## BEGIN DATASET ROWS

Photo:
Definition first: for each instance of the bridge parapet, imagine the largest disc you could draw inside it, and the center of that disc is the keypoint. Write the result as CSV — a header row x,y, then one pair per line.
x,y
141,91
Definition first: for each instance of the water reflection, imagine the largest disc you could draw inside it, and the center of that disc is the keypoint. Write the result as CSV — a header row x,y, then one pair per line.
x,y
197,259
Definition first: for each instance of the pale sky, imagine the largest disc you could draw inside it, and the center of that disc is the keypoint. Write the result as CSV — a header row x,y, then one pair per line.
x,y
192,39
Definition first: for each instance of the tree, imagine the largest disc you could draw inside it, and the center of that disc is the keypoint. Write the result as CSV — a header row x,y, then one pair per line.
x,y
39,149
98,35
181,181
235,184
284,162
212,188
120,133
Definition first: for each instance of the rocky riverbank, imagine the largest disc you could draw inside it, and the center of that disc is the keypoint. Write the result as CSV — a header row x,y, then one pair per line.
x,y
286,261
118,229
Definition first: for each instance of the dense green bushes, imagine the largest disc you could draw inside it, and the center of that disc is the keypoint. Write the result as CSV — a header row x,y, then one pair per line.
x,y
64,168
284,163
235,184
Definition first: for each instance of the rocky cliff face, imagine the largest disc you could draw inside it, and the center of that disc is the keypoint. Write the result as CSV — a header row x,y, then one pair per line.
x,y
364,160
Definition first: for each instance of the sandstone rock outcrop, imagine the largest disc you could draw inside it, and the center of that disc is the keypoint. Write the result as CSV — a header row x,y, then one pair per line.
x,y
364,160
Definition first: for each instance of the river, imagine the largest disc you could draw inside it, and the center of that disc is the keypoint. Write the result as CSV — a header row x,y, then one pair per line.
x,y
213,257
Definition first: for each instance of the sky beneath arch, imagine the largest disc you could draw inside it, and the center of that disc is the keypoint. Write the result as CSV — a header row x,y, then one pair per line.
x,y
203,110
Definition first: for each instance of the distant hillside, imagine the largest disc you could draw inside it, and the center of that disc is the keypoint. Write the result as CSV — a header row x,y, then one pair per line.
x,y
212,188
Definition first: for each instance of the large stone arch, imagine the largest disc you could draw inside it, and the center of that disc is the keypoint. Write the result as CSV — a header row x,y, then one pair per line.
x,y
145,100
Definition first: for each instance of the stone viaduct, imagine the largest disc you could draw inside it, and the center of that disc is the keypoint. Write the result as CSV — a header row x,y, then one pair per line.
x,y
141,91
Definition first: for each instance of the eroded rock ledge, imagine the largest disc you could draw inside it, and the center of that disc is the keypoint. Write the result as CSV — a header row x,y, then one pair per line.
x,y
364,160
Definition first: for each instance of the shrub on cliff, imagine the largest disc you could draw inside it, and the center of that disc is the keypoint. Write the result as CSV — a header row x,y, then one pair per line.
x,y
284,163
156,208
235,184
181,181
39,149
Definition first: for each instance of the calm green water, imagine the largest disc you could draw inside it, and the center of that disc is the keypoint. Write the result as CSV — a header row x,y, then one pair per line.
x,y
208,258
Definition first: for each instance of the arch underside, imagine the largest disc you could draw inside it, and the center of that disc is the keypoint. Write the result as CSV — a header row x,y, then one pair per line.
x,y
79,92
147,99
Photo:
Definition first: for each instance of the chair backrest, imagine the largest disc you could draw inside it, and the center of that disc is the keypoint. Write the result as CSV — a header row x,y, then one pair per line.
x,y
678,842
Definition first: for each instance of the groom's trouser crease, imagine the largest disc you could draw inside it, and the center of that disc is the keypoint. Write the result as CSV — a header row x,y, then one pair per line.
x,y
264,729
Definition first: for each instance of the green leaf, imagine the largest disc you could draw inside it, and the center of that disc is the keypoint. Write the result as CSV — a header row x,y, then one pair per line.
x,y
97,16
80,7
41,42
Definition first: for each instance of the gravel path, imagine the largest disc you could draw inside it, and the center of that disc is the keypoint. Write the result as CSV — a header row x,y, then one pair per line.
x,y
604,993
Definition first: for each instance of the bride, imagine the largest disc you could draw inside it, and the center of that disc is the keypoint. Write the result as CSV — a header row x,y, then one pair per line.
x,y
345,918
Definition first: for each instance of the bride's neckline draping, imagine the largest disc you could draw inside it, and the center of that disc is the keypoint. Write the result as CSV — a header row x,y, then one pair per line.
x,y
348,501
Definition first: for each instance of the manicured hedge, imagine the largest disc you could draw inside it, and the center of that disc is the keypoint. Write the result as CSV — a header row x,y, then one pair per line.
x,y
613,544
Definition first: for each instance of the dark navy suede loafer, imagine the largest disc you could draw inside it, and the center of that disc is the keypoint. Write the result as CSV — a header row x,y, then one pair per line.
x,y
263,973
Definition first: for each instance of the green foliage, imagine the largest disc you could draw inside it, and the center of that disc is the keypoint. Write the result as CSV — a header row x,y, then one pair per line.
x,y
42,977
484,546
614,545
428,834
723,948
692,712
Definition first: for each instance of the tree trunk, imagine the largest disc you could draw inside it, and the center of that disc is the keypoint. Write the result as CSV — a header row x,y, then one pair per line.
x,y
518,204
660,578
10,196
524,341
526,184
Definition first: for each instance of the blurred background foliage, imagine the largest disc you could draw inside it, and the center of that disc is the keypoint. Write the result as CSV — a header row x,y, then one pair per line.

## END DATASET ROWS

■ WHAT IS NEEDED:
Reproduce the full listing word for word.

■ ANSWER FOR THIS EXERCISE:
Photo:
Definition first: for each instance of the bridge parapet, imagine the largest disc you could draw inside it, and the center of that disc is the keypoint. Write the result as CSV — a header row x,y, then one pair per line.
x,y
141,91
Definition first: for each instance of the water reflection, imagine the largest disc you could draw inside it, and the center of that disc is the keypoint. Write the result as CSV — a header row x,y, then one pair per line.
x,y
197,259
Definition first: for each instance of the pale sky, imagine the largest disc you could draw inside it, and the center of that disc is the keypoint. Write the result as CSV — a header row x,y, then one pair per line.
x,y
192,39
Definition first: for each instance of the tree, imagine the largest disc you could draw inside it, and the center of that disc is the keypoint. Write the result as CSV — a header row x,y, then one pair per line.
x,y
39,149
98,35
181,181
235,184
284,162
212,188
120,133
Definition first: for each instance of the rocky riverbank, imagine the largest disc you could draw inside it, and the center of that disc is the keypoint. Write the result as CSV — a header row x,y, then one pair per line.
x,y
286,261
118,229
Definition first: for each instance of the dense green bushes, imagine the largest disc you could draw inside it, and the center of that disc is the keypoint. Write the result as CSV — a header row x,y, then one pair per line.
x,y
64,168
284,163
235,184
Definition first: for each instance of the rocky cliff face, imagine the largest disc you could draw inside it, and the center of that disc is the keypoint. Write the result as CSV — a header row x,y, then one pair per line.
x,y
364,160
Definition first: for each instance of the sandstone rock outcrop, imagine the largest disc you could draw inside it, and the center of that disc is the keypoint. Write the result as CSV — a header row x,y, then one pair per line.
x,y
364,160
Definition first: for each instance of the river, imagine the largest disc you could draw inside it, and the center of that disc is the keypoint. Write the result as CSV — a header row x,y, then one pair per line.
x,y
213,257
Definition first: for each instance of the sky beneath arch, imagine the largest disc you could draw inside it, and the center of that disc is the keypoint. Write the result as CSV — a header row x,y, then one pair per line.
x,y
203,110
Definition first: for each instance of the distant hillside, imagine the largest disc you could draw inside it, and the center of that disc is the keypoint. Write the result as CSV — a header row x,y, then one pair per line.
x,y
212,188
Definition first: for each instance of the large stone arch, imagine the largest disc you could draw inside it, and the center of that disc is the keypoint. Write the result as CSV — a header row x,y, then one pair per line.
x,y
145,100
Definition first: for each instance of the stone viaduct, imagine the largest disc you could draw inside it, and the center of that disc is the keypoint. Write the result as CSV — a header row x,y, then one pair per line.
x,y
141,91
Definition first: for each instance of the eroded rock ledge, imagine the largest disc you could draw inside it, and the center of that disc is the keypoint. Write the result as CSV — a header row x,y, then one pair per line.
x,y
364,160
Definition first: for each instance of the shrub on cliff, imagine the largest disc you could draw inside it, and the center of that disc is the keypoint. Write the result as CSV — a header row x,y, then one pair per line.
x,y
284,163
156,208
235,184
181,181
39,149
Definition first: for each instance of the calm green water, imagine the largest disc you could draw inside it, and the center of that disc is the keypoint. Write the result as CSV — a header row x,y, then one pair per line.
x,y
208,258
Definition first: for each instance of the arch underside, imagine the largest disc you could draw inside it, and the center of that disc is the keypoint. Write the result as CSV — a header row x,y, then one pair per line.
x,y
79,92
147,99
Photo:
Definition first: for each instance of the chair backrest, imagine the largest disc you could draw inside it, and the center of that disc is the keypoint. Write the result as CSV — a header row x,y, then one pair per line.
x,y
678,842
Definition first: for each instance of the groom's trouser crease, imagine the largest disc you could draw inside it, and the center of that disc is the keypoint. Write the result as CSV — a header row x,y, then one pair per line.
x,y
264,729
Definition first: for each instance of the green leaf, imagine the largest disc you could draw inside it, and the center of that disc is the keypoint. Write the result as CSV — a header row x,y, then one pair per line.
x,y
97,16
80,7
41,42
Definition first: for each instance of the gravel path, imagine the largest disc you could draw inside it, and the center of that disc is the keypoint. Write the result as CSV — a header row x,y, then one pair per line.
x,y
604,993
Definition first: for each instance of the bride, imagine the largest disc you could draw inside it, and the center of that disc is the keypoint. Write the result as CSV — a header row x,y, then one pair per line.
x,y
345,918
Definition first: for each instance of the bride's neckline draping, imagine the largest disc you could draw inside it, and the center of that disc is the keypoint. Write the result as CSV — a header row x,y, then one pair per line.
x,y
348,501
Definition first: for each instance of the manicured hedge, imagine the largest disc you could draw inside it, and the center of that disc is the keypoint. Write the result as CSV — a header row x,y, then one pair per line.
x,y
613,544
Definition first: for each instance of the dark navy suede loafer, imagine the largest disc you could draw inside it, and the center of that disc is the keypoint. Write the result as CSV — a header row x,y, then one pair per line.
x,y
263,973
Definition first: for each instance of the green foliage, imagine the largest disc you could draw inside it, and the center of that disc is the keypoint. Write the result as CSV — a header row x,y, then one pair per line.
x,y
42,977
484,546
614,545
428,834
723,948
692,712
Definition first: for each instance of the tree trunk, imagine the largest disc you could draw inside it, and the center of that disc is the keypoint. Write the result as CSV — a header row x,y, then one pair per line.
x,y
518,204
660,578
10,196
524,341
526,184
Definition first: for each instance of the blurred background foliage, imagine the largest disc you could draw inside it, and the center of that disc is the keypoint. Write the result as CSV — a header row x,y, then one pair per line.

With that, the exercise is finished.